- _To do_
Write out the lines from the very first one through the line that contains "M2 48L8 48L8", both included, without the pictures.

- _Record excerpts_

..........

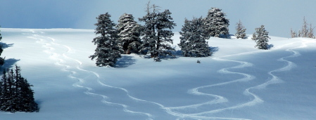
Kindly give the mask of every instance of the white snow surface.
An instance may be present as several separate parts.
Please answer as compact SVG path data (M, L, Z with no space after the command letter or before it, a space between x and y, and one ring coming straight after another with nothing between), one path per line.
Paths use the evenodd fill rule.
M213 55L153 62L122 55L96 67L93 29L1 28L6 64L21 67L39 112L0 119L314 119L316 39L210 38ZM249 35L250 37L251 35ZM201 63L196 61L201 60Z

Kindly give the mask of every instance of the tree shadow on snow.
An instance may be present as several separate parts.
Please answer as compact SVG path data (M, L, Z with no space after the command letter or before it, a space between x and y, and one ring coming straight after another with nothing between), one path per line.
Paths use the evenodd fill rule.
M122 68L127 67L133 64L135 64L136 59L133 59L132 56L122 55L122 58L116 62L115 67Z
M271 49L272 48L273 48L274 46L273 44L267 45L267 49L270 50L270 49Z
M220 50L220 48L218 48L218 47L210 47L210 51L212 53L211 55L213 55L214 54L214 53L216 53L219 50Z
M14 59L14 58L9 58L9 59L5 59L4 60L4 64L1 67L1 70L2 71L4 69L8 69L8 68L12 68L13 67L15 63L20 61L20 59ZM2 72L1 72L2 73Z
M2 48L8 48L8 47L13 46L13 44L8 44L6 43L0 43L0 46L2 46Z

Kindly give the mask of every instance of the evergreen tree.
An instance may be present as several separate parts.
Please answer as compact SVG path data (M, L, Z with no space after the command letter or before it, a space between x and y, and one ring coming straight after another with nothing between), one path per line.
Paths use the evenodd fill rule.
M229 34L228 26L229 20L225 18L225 13L222 12L222 9L212 8L208 11L208 15L204 20L206 30L210 36L220 37L220 35Z
M210 48L206 39L208 36L204 33L203 18L194 18L191 21L185 20L180 32L180 44L184 57L207 57L211 55Z
M176 25L172 21L172 18L169 10L160 13L157 8L154 4L151 7L148 3L146 8L147 14L139 18L139 21L145 22L140 53L144 55L150 53L155 61L160 61L161 57L172 55L170 51L175 51L168 43L173 44L171 37L174 34L171 29Z
M1 79L0 110L10 112L39 112L34 99L34 91L27 81L21 76L20 67L15 70L4 70Z
M244 27L243 23L241 22L241 21L239 20L239 22L236 23L236 34L235 34L235 36L237 39L244 39L246 37L246 28L245 27Z
M0 26L1 27L1 26ZM1 32L1 30L0 30ZM0 32L0 41L2 39L1 33ZM4 48L2 45L0 44L0 55L1 55L2 52L4 51ZM0 57L0 65L3 65L4 64L4 58Z
M118 44L118 31L114 28L115 24L110 20L110 15L100 15L96 19L96 34L100 36L94 38L92 41L96 48L94 55L90 55L91 60L96 58L96 66L114 67L118 58L121 58L120 50Z
M269 32L265 29L264 25L261 25L260 27L255 28L256 34L253 34L255 37L253 37L253 40L255 40L257 45L255 47L258 47L259 49L268 49Z
M116 25L118 30L119 45L123 53L138 53L141 44L140 34L141 27L134 20L132 14L124 13L120 17L118 24Z

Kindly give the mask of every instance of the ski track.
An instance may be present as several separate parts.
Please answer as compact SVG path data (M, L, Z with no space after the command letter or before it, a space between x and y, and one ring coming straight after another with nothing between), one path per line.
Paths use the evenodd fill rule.
M91 72L91 71L86 70L86 69L82 69L80 67L80 66L82 65L82 62L81 61L80 61L80 60L78 60L77 59L75 59L75 58L72 58L68 57L66 55L66 53L69 53L72 50L70 48L70 47L69 47L68 46L65 46L65 45L61 45L61 44L56 44L56 43L55 43L55 39L53 38L44 36L41 36L41 35L39 35L38 34L36 34L37 32L35 32L32 29L30 29L29 32L31 32L32 34L31 34L30 36L27 36L27 37L28 38L31 38L31 39L37 39L38 41L37 41L36 42L38 43L38 44L42 44L42 46L44 48L46 48L46 50L44 51L44 52L49 54L50 55L50 56L49 56L50 58L52 58L53 60L56 60L58 61L58 62L55 62L55 65L63 66L63 68L61 69L62 71L70 73L70 74L69 74L68 76L68 77L70 77L71 79L77 79L78 81L78 82L76 82L74 84L72 84L73 86L78 87L78 88L83 88L87 89L87 91L84 92L87 95L92 95L92 96L101 96L102 98L102 100L101 100L101 102L104 103L104 104L121 106L121 107L123 107L123 111L125 112L131 113L131 114L135 114L145 115L145 116L146 116L148 117L147 119L152 119L153 116L151 114L146 113L146 112L140 112L132 111L132 110L128 109L128 105L127 105L120 104L120 103L115 103L115 102L111 102L107 101L106 100L108 98L106 95L92 93L92 91L94 91L93 88L82 86L81 84L82 84L84 83L84 79L80 79L80 78L77 78L77 77L75 76L75 74L77 73L75 71L68 70L68 69L69 69L70 67L70 66L63 64L63 62L64 62L64 61L65 61L65 60L63 60L61 58L58 58L59 57L61 57L60 54L54 53L54 52L52 51L53 50L55 50L55 48L53 48L53 47L51 47L51 46L52 44L56 45L56 46L63 46L63 47L64 47L64 48L65 48L67 49L67 51L65 52L64 52L64 53L63 53L61 54L61 56L63 56L65 59L72 60L75 61L77 63L77 65L75 67L77 69L78 69L80 71L88 72L88 73L90 73L90 74L93 74L94 75L95 75L97 77L97 80L96 80L97 82L99 83L100 84L101 84L103 86L107 86L107 87L110 87L110 88L119 88L119 89L123 90L124 91L125 91L126 93L128 93L128 91L126 89L121 88L118 88L118 87L113 87L113 86L106 85L106 84L103 84L100 81L100 76L97 73ZM40 34L43 34L44 32L39 32L39 33ZM46 40L49 39L49 40L51 41L51 42L50 43L46 43L46 42L45 42L45 39ZM141 100L140 99L137 99L137 98L133 98L133 97L132 97L130 95L129 95L129 97L133 98L133 100ZM142 100L142 101L145 101L145 100Z
M198 107L203 106L203 105L213 105L213 104L218 104L218 103L229 102L229 100L227 98L224 98L222 96L220 96L220 95L213 95L213 94L201 93L201 92L198 91L199 89L202 89L202 88L209 88L209 87L213 87L213 86L222 86L222 85L226 85L226 84L234 84L234 83L236 83L236 82L246 82L246 81L251 81L251 80L255 79L255 76L253 76L253 75L251 75L251 74L248 74L241 73L241 72L234 72L229 71L229 69L241 69L241 68L244 68L244 67L251 67L251 66L253 66L252 63L250 63L250 62L245 62L245 61L237 61L237 60L227 60L227 59L224 59L223 58L230 57L230 56L236 56L236 55L250 55L250 54L255 54L255 53L257 53L269 52L269 51L265 51L246 52L246 53L242 53L228 55L220 56L220 57L217 57L217 58L213 58L213 59L214 59L215 60L219 60L219 61L234 62L239 63L239 65L237 65L237 66L231 67L227 67L227 68L222 68L222 69L218 70L217 72L222 73L222 74L239 74L239 75L244 76L244 78L241 78L241 79L236 79L236 80L232 80L232 81L230 81L219 83L219 84L212 84L212 85L200 86L200 87L194 88L192 88L192 89L190 89L190 90L188 91L188 93L189 93L189 94L196 95L206 95L206 96L210 96L210 97L214 98L214 99L213 99L213 100L211 100L210 101L208 101L208 102L203 102L203 103L200 103L200 104L196 104L196 105L190 105L181 106L181 107L165 107L162 104L160 104L160 103L158 103L158 102L151 102L151 101L147 101L147 100L141 100L141 99L133 97L133 96L130 95L129 92L127 89L125 89L125 88L120 88L120 87L115 87L115 86L109 86L109 85L107 85L107 84L103 83L102 81L101 81L100 76L99 75L98 73L92 72L92 71L89 71L89 70L86 70L86 69L82 69L80 67L82 66L82 62L81 61L80 61L80 60L78 60L77 59L72 58L70 58L70 57L66 55L66 53L68 53L70 51L72 51L70 47L69 47L68 46L65 46L65 45L61 45L61 44L58 44L55 43L54 42L55 39L51 38L51 37L46 37L46 36L40 36L39 34L34 34L35 32L34 30L30 30L30 32L31 32L33 34L32 35L32 36L29 36L29 38L39 39L39 41L37 41L37 42L43 44L43 46L48 49L48 50L45 50L44 52L51 54L50 58L56 59L56 60L57 60L58 61L58 62L56 62L56 64L57 65L63 66L64 68L62 69L63 71L65 71L65 72L68 72L71 73L68 76L68 77L78 80L78 82L75 83L72 86L76 86L76 87L86 88L87 91L84 92L84 93L86 93L87 95L93 95L93 96L101 96L101 97L102 97L103 99L101 100L101 102L103 103L105 103L105 104L107 104L107 105L114 105L121 106L121 107L123 107L123 111L125 111L126 112L128 112L128 113L146 115L146 116L148 116L148 119L153 119L153 115L149 114L149 113L139 112L134 112L134 111L129 110L127 109L128 106L127 105L108 102L108 101L106 100L108 98L106 95L97 94L97 93L94 93L91 92L93 91L93 89L91 88L89 88L89 87L85 87L85 86L81 86L80 84L83 84L83 82L84 81L84 79L75 77L75 74L76 74L76 72L75 71L68 70L67 69L70 67L70 66L62 64L63 62L64 61L64 60L58 58L58 57L59 57L58 54L52 52L52 51L54 50L54 48L52 48L52 47L50 47L50 46L51 44L55 44L56 46L63 46L63 47L67 49L67 51L63 53L62 53L61 55L63 58L65 58L65 59L72 60L73 61L75 61L77 63L77 65L76 66L76 69L78 69L80 71L85 72L87 72L87 73L93 74L94 76L96 76L97 77L96 81L100 85L101 85L103 86L105 86L105 87L108 87L108 88L114 88L114 89L121 90L121 91L124 91L126 93L126 95L129 98L131 98L133 100L139 101L139 102L140 101L140 102L147 102L147 103L151 103L151 104L156 105L160 109L163 109L168 114L171 114L171 115L175 116L177 116L178 118L177 119L179 120L179 119L184 119L185 118L190 118L190 119L197 119L197 120L198 119L198 120L199 119L246 120L247 119L215 117L215 116L208 116L208 115L210 115L210 114L214 114L214 113L217 113L217 112L220 112L225 111L225 110L228 110L228 109L239 109L239 108L242 108L242 107L250 107L250 106L255 105L257 104L263 102L264 100L262 100L258 95L251 93L251 89L262 89L262 88L266 88L267 86L269 86L270 84L282 83L283 81L281 79L279 79L279 77L277 77L277 76L274 75L273 73L274 72L281 72L291 70L293 67L294 67L296 66L296 65L295 65L295 63L293 63L293 62L292 62L291 61L286 60L286 58L294 58L294 57L298 57L298 56L300 55L299 52L293 51L293 49L296 49L296 48L304 48L304 47L307 46L306 44L310 43L310 42L315 42L315 41L311 41L302 40L302 41L300 41L293 42L293 43L290 43L290 44L282 45L282 46L279 46L275 48L274 50L280 49L280 48L283 48L284 46L289 46L289 45L291 45L291 44L296 44L296 43L301 43L302 44L302 45L298 46L298 47L288 48L288 49L286 50L286 51L291 52L291 53L293 53L293 54L289 55L289 56L283 57L283 58L281 58L277 60L277 61L286 62L286 65L284 66L284 67L282 67L282 68L279 68L279 69L274 69L274 70L269 72L267 74L270 76L272 76L272 78L270 79L270 80L268 80L267 82L265 82L265 83L263 83L262 84L248 88L246 88L244 91L243 93L244 95L250 95L250 96L253 97L253 99L251 100L250 100L248 102L246 102L244 103L239 104L237 105L228 107L225 107L225 108L221 108L221 109L213 109L213 110L206 111L206 112L199 112L199 113L184 114L184 113L177 112L176 112L176 110L177 109L194 109L194 108L196 108ZM40 33L42 34L44 32L40 32ZM42 39L39 39L38 38L39 36L46 37L47 39L50 39L51 41L51 42L50 44L44 43L44 40ZM272 51L274 51L274 50L272 50Z
M284 44L282 46L280 46L277 48L276 48L274 50L277 50L277 49L280 49L284 46L291 45L291 44L297 44L297 43L301 43L301 46L298 46L298 47L294 47L294 48L288 48L286 49L286 51L289 51L289 52L291 52L293 53L292 55L289 55L289 56L286 56L286 57L283 57L277 60L277 61L280 61L280 62L286 62L286 65L279 68L279 69L277 69L274 70L272 70L270 72L269 72L267 73L267 74L269 74L270 76L272 76L271 79L270 79L270 80L268 80L267 82L265 82L262 84L255 86L253 86L253 87L250 87L246 88L244 92L244 94L246 95L251 95L253 97L253 99L252 100L250 100L249 102L246 102L245 103L242 103L242 104L239 104L235 106L232 106L232 107L225 107L225 108L222 108L222 109L214 109L214 110L211 110L211 111L207 111L207 112L200 112L200 113L195 113L195 114L186 114L188 118L194 118L194 116L202 116L204 115L207 115L207 114L212 114L216 112L222 112L225 110L228 110L228 109L239 109L239 108L242 108L242 107L250 107L250 106L253 106L253 105L255 105L259 103L262 103L264 102L263 100L262 100L258 95L251 93L250 91L251 89L263 89L266 88L267 86L270 85L270 84L279 84L279 83L282 83L283 82L283 81L279 79L278 76L275 76L273 74L274 72L284 72L284 71L289 71L291 70L292 68L293 68L296 66L296 64L286 60L286 58L294 58L294 57L298 57L299 55L301 55L300 53L296 51L293 51L293 49L296 48L305 48L307 46L307 44L308 43L313 43L315 42L315 41L308 41L308 40L301 40L299 41L296 41L296 42L293 42L293 43L290 43L290 44ZM246 52L246 53L238 53L238 54L234 54L234 55L225 55L225 56L221 56L221 57L217 57L217 58L214 58L214 60L220 60L220 61L229 61L229 62L238 62L240 65L235 66L235 67L228 67L228 68L223 68L222 69L220 69L219 71L217 71L217 72L220 73L224 73L224 74L240 74L240 75L243 75L244 77L240 79L237 79L237 80L233 80L231 81L227 81L227 82L223 82L223 83L220 83L220 84L213 84L213 85L208 85L208 86L201 86L201 87L198 87L198 88L195 88L193 89L191 89L189 91L189 93L191 93L194 95L210 95L210 96L213 96L214 98L215 98L215 100L208 102L205 102L205 103L201 103L201 104L197 104L197 105L187 105L187 106L182 106L182 107L170 107L172 109L188 109L188 108L191 108L191 107L197 107L198 106L201 106L201 105L208 105L208 104L217 104L217 103L220 103L220 102L228 102L228 100L220 95L212 95L212 94L207 94L207 93L203 93L201 92L198 92L198 89L201 89L203 88L207 88L207 87L212 87L212 86L222 86L222 85L225 85L225 84L233 84L235 82L241 82L241 81L251 81L252 79L254 79L255 77L253 75L251 74L244 74L244 73L240 73L240 72L229 72L228 71L228 69L241 69L241 68L244 68L244 67L251 67L253 65L252 63L250 62L244 62L244 61L236 61L236 60L227 60L227 59L223 59L222 58L225 58L225 57L230 57L230 56L235 56L235 55L249 55L249 54L254 54L256 53L262 53L262 52L269 52L269 51L254 51L254 52ZM196 117L197 118L197 117ZM237 119L237 118L222 118L222 117L212 117L212 119Z

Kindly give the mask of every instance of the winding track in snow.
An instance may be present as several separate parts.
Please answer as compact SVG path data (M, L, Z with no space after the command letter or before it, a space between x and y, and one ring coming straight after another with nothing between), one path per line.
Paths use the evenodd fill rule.
M34 34L34 32L33 32ZM38 34L34 34L34 35L38 35ZM36 39L36 37L34 37ZM191 119L239 119L239 118L223 118L223 117L215 117L215 116L207 116L206 115L207 114L213 114L213 113L216 113L216 112L220 112L224 110L227 110L227 109L237 109L237 108L241 108L241 107L247 107L247 106L252 106L252 105L255 105L256 104L263 102L263 100L260 98L259 96L258 96L257 95L250 92L250 90L251 89L260 89L260 88L265 88L267 86L272 84L277 84L277 83L279 83L282 82L282 80L278 78L277 76L274 75L273 73L274 72L283 72L283 71L286 71L286 70L290 70L291 68L293 68L293 67L295 66L295 64L286 60L285 58L293 58L293 57L297 57L299 55L299 53L295 51L293 51L293 49L294 48L303 48L305 46L305 44L304 43L308 43L308 42L302 42L302 41L298 41L298 42L294 42L294 43L298 43L298 42L302 42L303 46L301 46L299 47L296 47L296 48L289 48L286 49L286 51L289 51L289 52L292 52L293 53L293 55L290 55L290 56L286 56L286 57L283 57L279 59L278 59L278 61L283 61L283 62L287 62L287 65L280 68L280 69L274 69L272 71L270 71L268 72L268 74L272 76L272 78L269 80L268 81L263 83L262 84L255 86L253 86L253 87L250 87L246 88L244 92L244 94L246 95L251 95L253 97L253 99L249 102L243 103L243 104L240 104L240 105L237 105L235 106L232 106L232 107L225 107L225 108L221 108L221 109L213 109L211 111L206 111L206 112L200 112L200 113L194 113L194 114L184 114L184 113L180 113L180 112L176 112L176 109L190 109L190 108L196 108L197 107L199 106L203 106L203 105L213 105L213 104L217 104L217 103L221 103L221 102L227 102L228 100L227 100L227 98L220 96L220 95L213 95L213 94L208 94L208 93L201 93L199 92L198 90L199 89L202 89L202 88L208 88L208 87L213 87L213 86L222 86L222 85L225 85L225 84L233 84L233 83L236 83L236 82L242 82L242 81L251 81L252 79L254 79L255 77L253 75L251 74L245 74L245 73L241 73L241 72L230 72L228 69L241 69L241 68L244 68L244 67L251 67L253 65L250 62L244 62L244 61L237 61L237 60L227 60L227 59L224 59L223 58L225 57L229 57L229 56L234 56L234 55L248 55L248 54L254 54L256 53L260 53L261 51L255 51L255 52L247 52L247 53L239 53L239 54L234 54L234 55L225 55L225 56L221 56L221 57L217 57L217 58L213 58L214 60L221 60L221 61L229 61L229 62L238 62L239 63L239 65L235 66L235 67L227 67L227 68L223 68L222 69L220 69L218 71L218 72L220 73L224 73L224 74L239 74L239 75L242 75L244 76L244 78L239 79L236 79L236 80L233 80L233 81L227 81L227 82L223 82L223 83L220 83L220 84L213 84L213 85L208 85L208 86L200 86L200 87L197 87L197 88L194 88L192 89L190 89L188 91L188 93L190 94L194 94L194 95L207 95L207 96L211 96L215 98L215 99L206 102L203 102L203 103L200 103L200 104L196 104L196 105L187 105L187 106L182 106L182 107L165 107L164 105L158 103L158 102L151 102L151 101L147 101L147 100L141 100L141 99L139 99L135 97L133 97L132 95L130 95L129 91L127 90L126 90L125 88L120 88L120 87L115 87L115 86L109 86L107 85L103 82L101 82L100 81L100 76L99 75L99 74L97 74L96 72L92 72L92 71L89 71L89 70L86 70L86 69L83 69L81 68L81 65L82 65L82 62L80 62L78 60L76 60L75 58L69 58L66 55L66 53L68 53L70 51L71 51L71 48L65 45L61 45L61 44L58 44L54 42L55 39L53 39L53 38L51 37L47 37L47 39L49 39L51 40L51 43L53 44L56 44L57 46L63 46L64 48L67 48L67 51L63 53L62 54L62 55L66 58L66 59L69 59L69 60L72 60L73 61L75 61L77 63L77 65L76 66L76 69L77 69L78 70L82 71L82 72L89 72L91 74L94 74L98 79L97 79L97 82L99 84L100 84L101 85L103 86L106 86L106 87L109 87L111 88L115 88L115 89L120 89L121 91L123 91L124 92L126 93L127 95L131 99L132 99L133 100L136 100L136 101L141 101L144 102L148 102L148 103L152 103L154 105L158 105L161 109L164 109L165 112L166 112L167 113L175 116L178 116L178 119L185 119L185 118L191 118ZM39 39L39 41L43 41L43 40ZM287 45L289 44L292 44L294 43L290 43L286 45L283 45L281 46L279 46L278 48L276 48L276 49L279 49L281 48L283 48L284 46L286 46ZM44 47L47 48L49 50L46 50L45 52L46 53L49 53L50 50L53 50L53 48L49 47L49 44L46 43L44 45L43 45ZM275 49L274 49L275 50ZM80 79L80 78L77 78L75 77L74 75L76 74L76 72L75 71L70 71L70 70L66 70L67 68L70 67L70 66L66 65L63 65L61 64L61 62L63 61L63 60L60 59L60 58L57 58L57 53L51 53L51 57L56 58L56 60L58 60L58 62L56 62L56 65L63 65L64 66L65 68L64 68L64 71L68 71L69 72L71 73L71 74L69 76L69 77L72 78L72 79L76 79L78 80L77 83L74 84L73 86L77 86L77 87L81 87L81 88L86 88L87 91L85 92L86 94L88 95L99 95L99 96L101 96L103 98L101 102L106 104L110 104L110 105L120 105L123 107L124 108L124 111L127 112L129 112L129 113L133 113L133 114L144 114L144 115L146 115L148 116L148 119L152 119L152 115L151 114L148 113L145 113L145 112L133 112L131 110L129 110L128 106L126 105L123 105L123 104L120 104L120 103L113 103L113 102L110 102L108 101L106 101L108 97L103 95L101 95L101 94L96 94L96 93L91 93L91 91L93 90L91 88L88 88L88 87L84 87L82 86L80 84L82 84L82 82L84 81L82 79Z
M132 111L132 110L128 109L128 105L127 105L120 104L120 103L115 103L115 102L111 102L107 101L106 100L108 98L106 95L92 93L93 88L80 85L80 84L82 84L82 83L84 82L84 79L77 78L77 77L75 76L75 74L77 72L75 71L68 70L68 69L70 68L70 66L65 65L65 64L63 64L63 62L65 60L61 59L61 58L58 58L59 54L53 52L52 50L55 50L55 48L53 48L53 47L51 47L50 46L51 46L52 44L55 44L56 46L63 46L63 47L67 49L67 51L61 54L63 58L66 58L66 59L70 59L70 60L72 60L75 61L77 63L77 65L76 66L76 69L77 69L78 70L86 72L88 72L88 73L91 73L94 75L95 75L97 77L97 82L101 84L102 86L106 86L108 87L113 88L120 88L113 87L113 86L108 86L108 85L106 85L104 84L102 84L101 82L101 81L100 81L100 76L99 76L99 75L97 73L80 68L80 66L82 65L82 62L80 62L80 60L78 60L77 59L72 58L70 58L70 57L66 55L66 53L69 53L69 51L70 51L72 50L70 48L70 47L69 47L68 46L65 46L65 45L61 45L61 44L58 44L55 43L55 39L53 38L44 36L41 36L41 35L39 35L38 34L35 34L35 32L34 30L32 30L32 29L30 29L30 31L32 33L32 34L31 36L28 36L28 38L37 39L38 41L37 41L37 43L43 44L42 46L46 48L47 48L47 50L44 50L44 51L45 53L46 53L50 54L51 55L50 55L51 58L54 59L54 60L57 60L58 62L56 62L55 64L57 65L63 66L64 67L62 69L62 70L70 73L70 74L68 75L68 77L70 77L71 79L77 79L78 81L78 82L75 83L74 84L72 84L72 86L76 86L76 87L80 87L80 88L84 88L87 89L87 91L84 92L85 94L93 95L93 96L101 96L101 97L102 97L103 99L101 100L101 102L103 103L108 104L108 105L113 105L121 106L121 107L123 107L123 111L125 112L128 112L128 113L131 113L131 114L141 114L141 115L146 115L146 116L147 116L148 119L152 119L152 115L148 114L148 113ZM42 34L44 32L40 32L40 33ZM45 42L45 39L49 39L51 41L51 42L49 42L49 43ZM125 92L128 93L128 91L127 90L123 89L123 88L121 88L121 89L124 90ZM132 96L129 96L129 97L132 97ZM137 99L137 98L133 98L134 100L139 100L139 99Z
M282 68L272 70L272 71L269 72L267 74L272 76L272 79L268 80L267 82L265 82L262 84L260 84L260 85L258 85L255 86L248 88L244 91L244 95L251 95L253 97L253 99L252 100L251 100L249 102L246 102L245 103L239 104L239 105L234 105L234 106L231 106L231 107L228 107L213 109L213 110L206 111L206 112L199 112L199 113L194 113L194 114L179 113L179 114L184 115L184 117L182 117L182 119L188 117L188 118L191 118L191 119L199 118L199 119L203 119L203 116L204 116L206 114L212 114L213 113L220 112L227 110L227 109L234 109L245 107L248 107L248 106L253 106L253 105L263 102L264 100L263 100L258 95L251 93L250 91L250 90L251 90L251 89L262 89L270 84L278 84L278 83L282 82L282 80L281 79L279 79L279 77L277 77L277 76L274 75L273 73L274 72L284 72L284 71L289 71L289 70L291 70L293 67L295 67L295 63L293 63L291 61L286 60L285 59L288 58L293 58L293 57L299 56L300 53L298 51L293 51L293 49L298 48L304 48L306 46L306 44L309 43L309 42L315 42L315 41L303 40L303 41L296 41L296 42L284 44L284 45L280 46L276 48L276 49L274 49L274 50L280 49L286 46L291 45L291 44L296 44L296 43L301 43L301 44L302 44L300 46L288 48L288 49L285 50L286 51L293 53L293 54L289 56L283 57L283 58L281 58L277 60L277 61L286 62L286 65ZM253 75L241 73L241 72L229 72L228 70L228 69L232 69L232 68L234 68L234 69L239 68L240 69L240 68L244 68L244 67L251 67L253 65L252 63L250 63L248 62L244 62L244 61L231 60L224 59L222 58L234 56L234 55L254 54L254 53L261 53L261 52L262 51L246 52L246 53L239 53L239 54L229 55L225 55L225 56L214 58L213 59L216 60L229 61L229 62L235 62L239 63L239 65L232 67L223 68L223 69L219 70L217 72L225 73L225 74L237 74L243 75L244 77L242 79L240 79L233 80L233 81L227 81L227 82L223 82L223 83L220 83L220 84L213 84L213 85L203 86L201 86L201 87L198 87L198 88L194 88L193 89L189 90L188 92L189 93L197 95L213 96L213 97L215 98L215 99L213 100L211 100L211 101L209 101L207 102L204 102L204 103L201 103L201 104L182 106L182 107L170 107L170 108L172 109L190 109L190 108L196 108L197 107L205 105L217 104L217 103L227 102L228 100L222 96L220 96L218 95L213 95L213 94L201 93L198 91L198 90L201 89L201 88L208 88L208 87L212 87L212 86L222 86L222 85L228 84L233 84L235 82L248 81L254 79L255 77ZM270 52L270 51L268 51L268 52ZM197 117L197 116L201 116L201 117ZM210 119L210 118L214 119L237 119L237 118L208 117L208 119ZM207 119L206 117L206 119Z

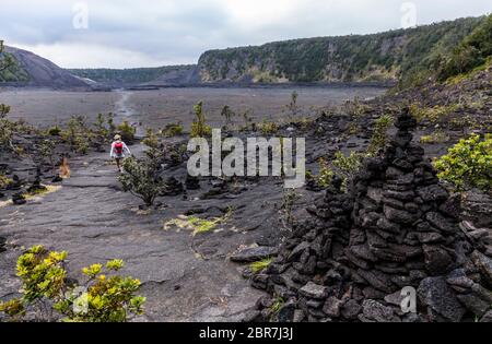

..........

- _Written response_
Kindly give the mask of every instance of the white snow surface.
An instance may be present as several separate parts.
Please answer as compact SVG path data (M, L, Z with no space after the command letter or before it, a space between x and y, and one ring coming straight after another with nothing between), one path per line.
Paths use the evenodd fill rule.
M213 55L153 62L122 55L96 67L93 29L1 28L6 64L21 67L39 112L0 119L314 119L316 39L210 38ZM249 35L250 37L251 35ZM201 63L196 61L201 60Z

Kindly give the mask of every instance of the tree shadow on snow.
An instance may be present as several separate parts.
Please answer as compact SVG path data (M, L, Z with no space after the command letter or before it, a space between x and y, and one ring coming straight after another with nothing between), one path per line.
Paths use the evenodd fill rule.
M122 68L127 67L133 64L135 64L136 59L133 59L132 56L122 55L122 58L116 62L115 67Z
M271 49L272 48L273 48L274 46L273 44L267 45L267 49L270 50L270 49Z
M220 50L220 48L218 48L218 47L210 47L210 51L212 53L211 55L213 55L214 54L214 53L216 53L219 50Z
M14 59L14 58L9 58L9 59L5 59L4 60L4 64L1 67L1 70L2 71L4 69L8 69L8 68L12 68L13 67L15 63L20 61L20 59ZM2 72L1 72L2 73Z
M2 48L8 48L8 47L13 46L13 44L8 44L6 43L0 43L0 46L2 46Z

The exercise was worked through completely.